### Text extract
% POLYGONS Manipulation of planar polygons and polylines
% Version 1.6 21-Mar-2011 .
%
% The 'polygons' module contains functions operating on shapes composed
% of a vertex list, like polygons or polylines.
%
% We call 'polyline' the curve defined by a series of vertices.
% A polyline can be either closed or open, depending on whether the last
% vertex is connected to the first one or not. This can be given as an
% option is some functions in the module.
% A 'polygon' is the planar domain delimited by a closed polyline. We
% sometimes want to consider 'complex polygons', whose boundary is
% composed of several disjoint domains. The domain defined by a single
% closed polyline is called 'simple polygon'.
% We call 'curve' a polyline with many vertices, such that the polyline
% can be considered as a discrete approximation of a "real" curve.
%
% A simple polygon or polyline is represented by a N-by-2 array, each row
% of the array representing the coordinates of a vertex.
% Simple polygons are assumed to be closed, so there is no need to repeat
% the first vertex at the end.
% As both polygons and polylines can be represented by a list of vertex
% coordinates, some functions also consider the vertex list itself. Such
% functions are prefixed by 'pointSet'. Also, many functions prefixed by
% 'polygon' or 'polyline' works also on the other type of shape.
%
% For multiple-connected polygons, the different connected boundaries are
% separated by a row [NaN NaN].
%
% For some functions, the orientation of the polygon can be relevant: CCW
% stands for 'Conter-Clockwise' (positive orientation), CW stands for
% 'Clockwise'.
%
% Polylines are parametrized in the following way:
% * the i-th vertex is located at position i-1
% * points of the i-th edge have positions ranging linearly from i-1 to i
% The parametrization domain for an open polyline is from 0 to Nv-1, and
% from 0 to Nv for a closed polyline (positions 0 and Nv correspond to
% the same point).

### Set problem
From the polygons module header, list every shape name set in single quotes, each with the definition the header gives it. Rely only on the polygons module header for your answer.

### Boundary labeling data
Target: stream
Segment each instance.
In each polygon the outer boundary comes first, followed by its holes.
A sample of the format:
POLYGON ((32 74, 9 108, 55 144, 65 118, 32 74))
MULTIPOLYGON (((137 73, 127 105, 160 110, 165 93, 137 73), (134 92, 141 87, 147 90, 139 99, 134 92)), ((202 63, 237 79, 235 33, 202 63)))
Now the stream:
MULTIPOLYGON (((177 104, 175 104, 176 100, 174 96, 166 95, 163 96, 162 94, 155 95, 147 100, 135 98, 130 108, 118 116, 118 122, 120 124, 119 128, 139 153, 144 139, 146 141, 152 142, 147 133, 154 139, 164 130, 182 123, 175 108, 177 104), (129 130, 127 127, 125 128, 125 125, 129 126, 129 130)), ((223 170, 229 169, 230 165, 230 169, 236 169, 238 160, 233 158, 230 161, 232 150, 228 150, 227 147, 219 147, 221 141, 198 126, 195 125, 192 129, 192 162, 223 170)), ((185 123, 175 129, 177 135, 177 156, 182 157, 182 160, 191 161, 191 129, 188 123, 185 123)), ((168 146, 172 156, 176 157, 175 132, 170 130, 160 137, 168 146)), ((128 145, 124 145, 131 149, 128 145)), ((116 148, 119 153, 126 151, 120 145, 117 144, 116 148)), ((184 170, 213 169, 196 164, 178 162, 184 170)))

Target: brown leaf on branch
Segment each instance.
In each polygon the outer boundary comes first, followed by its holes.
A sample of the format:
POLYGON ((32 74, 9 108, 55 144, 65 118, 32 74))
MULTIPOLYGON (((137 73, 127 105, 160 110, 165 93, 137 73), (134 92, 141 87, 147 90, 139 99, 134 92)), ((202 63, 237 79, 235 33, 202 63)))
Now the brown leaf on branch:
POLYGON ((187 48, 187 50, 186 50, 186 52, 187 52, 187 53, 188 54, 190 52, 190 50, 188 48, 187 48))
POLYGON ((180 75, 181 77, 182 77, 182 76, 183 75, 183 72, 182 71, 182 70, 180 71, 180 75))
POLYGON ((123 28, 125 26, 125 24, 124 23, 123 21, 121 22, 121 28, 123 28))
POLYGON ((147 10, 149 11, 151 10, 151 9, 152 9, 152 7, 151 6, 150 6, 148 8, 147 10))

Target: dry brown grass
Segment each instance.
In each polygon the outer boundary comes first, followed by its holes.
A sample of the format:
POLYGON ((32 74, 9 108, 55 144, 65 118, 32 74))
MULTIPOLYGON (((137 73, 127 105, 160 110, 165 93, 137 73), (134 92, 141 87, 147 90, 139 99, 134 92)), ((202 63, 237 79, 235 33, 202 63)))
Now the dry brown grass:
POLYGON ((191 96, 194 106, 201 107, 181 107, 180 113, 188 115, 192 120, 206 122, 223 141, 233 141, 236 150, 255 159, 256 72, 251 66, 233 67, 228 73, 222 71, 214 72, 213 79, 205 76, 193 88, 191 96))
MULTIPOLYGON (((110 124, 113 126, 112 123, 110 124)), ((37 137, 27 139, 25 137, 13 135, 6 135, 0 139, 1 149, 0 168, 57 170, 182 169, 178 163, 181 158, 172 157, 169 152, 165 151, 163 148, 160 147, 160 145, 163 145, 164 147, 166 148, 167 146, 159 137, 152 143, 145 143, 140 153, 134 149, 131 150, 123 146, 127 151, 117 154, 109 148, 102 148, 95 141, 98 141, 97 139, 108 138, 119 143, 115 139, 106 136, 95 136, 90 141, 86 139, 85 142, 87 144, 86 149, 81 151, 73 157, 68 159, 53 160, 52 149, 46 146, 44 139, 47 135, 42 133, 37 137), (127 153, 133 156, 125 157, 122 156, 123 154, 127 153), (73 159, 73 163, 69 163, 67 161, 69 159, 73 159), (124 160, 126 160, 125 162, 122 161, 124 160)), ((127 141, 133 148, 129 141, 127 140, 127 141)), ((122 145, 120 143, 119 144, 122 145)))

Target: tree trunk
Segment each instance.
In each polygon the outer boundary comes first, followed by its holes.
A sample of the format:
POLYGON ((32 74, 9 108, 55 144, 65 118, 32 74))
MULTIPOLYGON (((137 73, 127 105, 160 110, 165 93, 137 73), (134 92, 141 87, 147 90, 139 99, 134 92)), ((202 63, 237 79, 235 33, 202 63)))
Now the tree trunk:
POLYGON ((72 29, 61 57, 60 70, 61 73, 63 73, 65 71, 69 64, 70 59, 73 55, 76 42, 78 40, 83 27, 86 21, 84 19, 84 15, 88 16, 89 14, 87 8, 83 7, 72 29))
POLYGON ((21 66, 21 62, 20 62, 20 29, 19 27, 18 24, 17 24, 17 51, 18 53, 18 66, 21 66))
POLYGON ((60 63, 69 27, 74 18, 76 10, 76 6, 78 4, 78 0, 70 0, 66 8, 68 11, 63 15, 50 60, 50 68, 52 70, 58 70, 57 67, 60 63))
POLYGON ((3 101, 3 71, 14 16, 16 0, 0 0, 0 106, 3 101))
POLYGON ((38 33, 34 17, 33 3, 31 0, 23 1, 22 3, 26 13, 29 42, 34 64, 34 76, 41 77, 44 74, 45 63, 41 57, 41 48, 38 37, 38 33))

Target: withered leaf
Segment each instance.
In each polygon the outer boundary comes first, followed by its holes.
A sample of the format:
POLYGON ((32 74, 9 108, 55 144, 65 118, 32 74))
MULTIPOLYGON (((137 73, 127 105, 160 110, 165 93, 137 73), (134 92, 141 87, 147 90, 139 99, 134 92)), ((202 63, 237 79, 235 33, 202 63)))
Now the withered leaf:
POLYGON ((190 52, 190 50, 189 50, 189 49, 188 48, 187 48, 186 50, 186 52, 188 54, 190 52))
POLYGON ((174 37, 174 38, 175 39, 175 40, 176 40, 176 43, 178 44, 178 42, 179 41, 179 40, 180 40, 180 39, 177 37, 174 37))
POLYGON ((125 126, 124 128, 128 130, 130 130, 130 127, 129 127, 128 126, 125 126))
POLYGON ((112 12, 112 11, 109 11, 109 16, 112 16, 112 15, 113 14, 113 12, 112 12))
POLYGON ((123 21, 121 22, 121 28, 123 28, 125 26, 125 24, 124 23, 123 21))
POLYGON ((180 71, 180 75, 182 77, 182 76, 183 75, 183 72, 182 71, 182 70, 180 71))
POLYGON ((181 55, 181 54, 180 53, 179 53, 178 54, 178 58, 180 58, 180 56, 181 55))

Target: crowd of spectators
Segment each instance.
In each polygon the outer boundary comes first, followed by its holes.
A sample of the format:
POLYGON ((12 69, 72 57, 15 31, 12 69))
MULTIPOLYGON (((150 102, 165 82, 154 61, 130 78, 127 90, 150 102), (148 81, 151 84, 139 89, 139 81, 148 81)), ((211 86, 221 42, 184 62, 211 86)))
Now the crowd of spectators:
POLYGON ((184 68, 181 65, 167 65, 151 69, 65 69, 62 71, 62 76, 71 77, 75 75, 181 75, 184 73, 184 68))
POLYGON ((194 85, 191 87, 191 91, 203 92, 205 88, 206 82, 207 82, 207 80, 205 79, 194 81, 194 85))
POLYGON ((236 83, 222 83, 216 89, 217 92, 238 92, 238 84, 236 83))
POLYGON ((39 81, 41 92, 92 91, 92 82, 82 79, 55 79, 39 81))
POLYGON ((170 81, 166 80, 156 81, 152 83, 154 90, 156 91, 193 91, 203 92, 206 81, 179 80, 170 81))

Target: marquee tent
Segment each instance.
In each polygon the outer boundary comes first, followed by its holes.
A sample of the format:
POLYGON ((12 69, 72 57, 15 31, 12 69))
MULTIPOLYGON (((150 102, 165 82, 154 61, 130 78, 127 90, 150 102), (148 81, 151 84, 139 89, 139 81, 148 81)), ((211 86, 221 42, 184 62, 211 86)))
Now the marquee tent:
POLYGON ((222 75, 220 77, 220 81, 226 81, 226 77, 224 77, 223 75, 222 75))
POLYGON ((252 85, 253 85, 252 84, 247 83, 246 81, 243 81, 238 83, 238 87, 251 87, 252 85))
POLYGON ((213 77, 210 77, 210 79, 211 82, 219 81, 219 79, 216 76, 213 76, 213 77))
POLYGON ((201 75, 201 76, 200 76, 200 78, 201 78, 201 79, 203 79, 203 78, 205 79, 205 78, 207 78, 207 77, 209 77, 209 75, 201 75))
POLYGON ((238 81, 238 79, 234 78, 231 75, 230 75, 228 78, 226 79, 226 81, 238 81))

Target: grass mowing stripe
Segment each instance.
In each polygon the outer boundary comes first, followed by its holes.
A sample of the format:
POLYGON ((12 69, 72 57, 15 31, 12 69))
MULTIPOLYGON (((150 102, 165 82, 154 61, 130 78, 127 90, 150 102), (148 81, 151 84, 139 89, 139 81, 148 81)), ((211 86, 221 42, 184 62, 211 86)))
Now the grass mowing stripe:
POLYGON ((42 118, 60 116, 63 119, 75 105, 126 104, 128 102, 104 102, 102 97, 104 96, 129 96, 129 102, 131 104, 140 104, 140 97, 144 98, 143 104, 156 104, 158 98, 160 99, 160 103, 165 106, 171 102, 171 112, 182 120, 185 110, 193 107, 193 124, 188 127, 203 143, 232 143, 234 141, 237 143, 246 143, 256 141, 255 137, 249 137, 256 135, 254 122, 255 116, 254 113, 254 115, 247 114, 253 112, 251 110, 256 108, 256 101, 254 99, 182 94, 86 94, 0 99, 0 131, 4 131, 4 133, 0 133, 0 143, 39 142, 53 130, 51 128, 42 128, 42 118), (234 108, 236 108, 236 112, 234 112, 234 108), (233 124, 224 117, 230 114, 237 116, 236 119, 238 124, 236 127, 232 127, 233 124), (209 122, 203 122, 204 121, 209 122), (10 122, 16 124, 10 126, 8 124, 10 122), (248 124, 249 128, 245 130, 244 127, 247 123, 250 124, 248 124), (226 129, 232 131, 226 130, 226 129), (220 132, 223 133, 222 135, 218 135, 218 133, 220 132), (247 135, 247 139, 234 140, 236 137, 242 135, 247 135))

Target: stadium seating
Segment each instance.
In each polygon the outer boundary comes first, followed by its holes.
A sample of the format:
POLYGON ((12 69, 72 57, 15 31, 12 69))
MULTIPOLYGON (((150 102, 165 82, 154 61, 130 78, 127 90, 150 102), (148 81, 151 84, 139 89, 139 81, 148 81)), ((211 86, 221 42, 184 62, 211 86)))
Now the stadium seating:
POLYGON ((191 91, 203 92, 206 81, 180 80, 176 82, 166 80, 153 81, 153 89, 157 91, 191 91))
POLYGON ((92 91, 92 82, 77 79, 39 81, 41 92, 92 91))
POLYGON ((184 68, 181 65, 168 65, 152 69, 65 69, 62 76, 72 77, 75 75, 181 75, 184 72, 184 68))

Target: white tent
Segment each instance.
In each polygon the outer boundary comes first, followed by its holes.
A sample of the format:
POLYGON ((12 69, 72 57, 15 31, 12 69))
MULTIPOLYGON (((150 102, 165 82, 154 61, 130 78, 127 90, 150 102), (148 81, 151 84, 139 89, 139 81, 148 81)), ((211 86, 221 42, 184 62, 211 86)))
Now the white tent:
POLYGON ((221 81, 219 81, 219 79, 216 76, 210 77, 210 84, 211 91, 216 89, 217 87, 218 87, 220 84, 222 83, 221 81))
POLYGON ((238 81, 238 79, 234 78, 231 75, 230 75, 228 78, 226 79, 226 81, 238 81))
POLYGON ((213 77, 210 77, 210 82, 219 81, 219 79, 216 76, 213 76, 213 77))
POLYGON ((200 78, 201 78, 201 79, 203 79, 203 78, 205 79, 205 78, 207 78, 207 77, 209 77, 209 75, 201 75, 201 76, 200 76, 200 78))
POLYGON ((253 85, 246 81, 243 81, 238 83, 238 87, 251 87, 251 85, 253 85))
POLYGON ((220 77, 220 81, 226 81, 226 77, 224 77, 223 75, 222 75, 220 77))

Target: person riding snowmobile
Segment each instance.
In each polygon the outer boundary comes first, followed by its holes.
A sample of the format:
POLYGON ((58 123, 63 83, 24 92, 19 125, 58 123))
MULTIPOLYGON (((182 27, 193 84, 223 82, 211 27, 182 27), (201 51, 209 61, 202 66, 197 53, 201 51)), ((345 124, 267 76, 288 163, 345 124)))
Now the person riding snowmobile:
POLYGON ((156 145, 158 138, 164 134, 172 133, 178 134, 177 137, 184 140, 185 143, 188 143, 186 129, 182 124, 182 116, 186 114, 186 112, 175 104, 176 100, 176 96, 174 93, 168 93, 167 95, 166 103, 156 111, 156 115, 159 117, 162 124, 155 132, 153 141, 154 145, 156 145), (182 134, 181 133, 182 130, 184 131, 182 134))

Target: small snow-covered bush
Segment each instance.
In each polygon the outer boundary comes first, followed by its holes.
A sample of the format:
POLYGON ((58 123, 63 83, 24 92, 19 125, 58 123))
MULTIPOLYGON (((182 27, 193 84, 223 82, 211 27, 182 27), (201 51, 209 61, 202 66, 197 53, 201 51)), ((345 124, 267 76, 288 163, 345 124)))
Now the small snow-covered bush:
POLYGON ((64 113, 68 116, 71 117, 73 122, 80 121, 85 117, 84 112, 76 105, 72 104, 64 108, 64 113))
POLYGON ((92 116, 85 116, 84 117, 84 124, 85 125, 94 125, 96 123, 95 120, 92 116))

### Exercise output
- **polyline**: the curve defined by a series of vertices; it can be closed or open, depending on whether the last vertex is connected to the first one.
- **polygon**: the planar domain delimited by a closed polyline.
- **complex polygons**: polygons whose boundary is composed of several disjoint domains.
- **simple polygon**: the domain defined by a single closed polyline.
- **curve**: a polyline with many vertices, such that it can be considered as a discrete approximation of a "real" curve.